Render the data below as a JSON list of strings, one string per line, with blank lines omitted. Leave any pictures out of the answer.

▽

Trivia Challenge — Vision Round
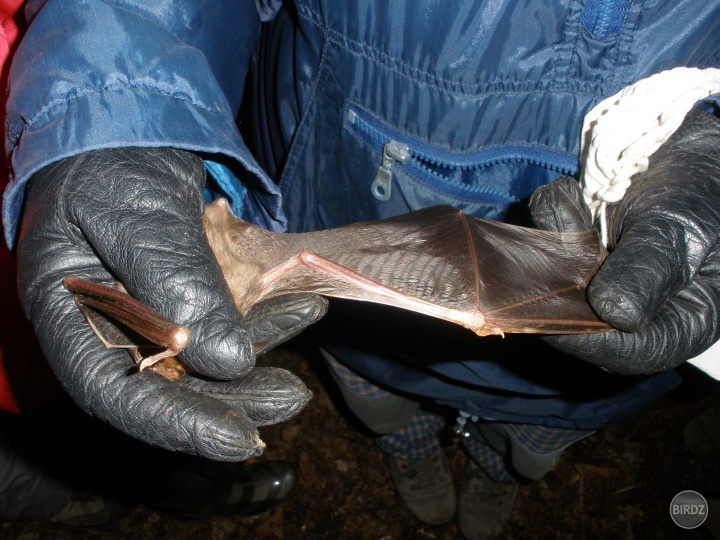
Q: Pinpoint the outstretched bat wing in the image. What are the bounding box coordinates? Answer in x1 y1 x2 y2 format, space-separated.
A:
205 201 610 335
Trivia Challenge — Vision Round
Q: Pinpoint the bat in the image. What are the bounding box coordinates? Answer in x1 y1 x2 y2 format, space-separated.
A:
65 199 612 380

△

◆ **Result**:
[
  "Trivia Challenge — Vision Round",
  "Q: Pinpoint the outstretched bat wing in the image. What are the bounding box coordinates? Answer in x1 y1 x2 y2 format, space-separated.",
  "A:",
  "205 201 610 335",
  "Trivia Challenge — Vision Round",
  "Q: Pinpoint the bat in the image. What are the bounding box coordinates? Answer in x1 y1 x2 y2 format, space-separated.",
  "A:",
  "65 199 612 380"
]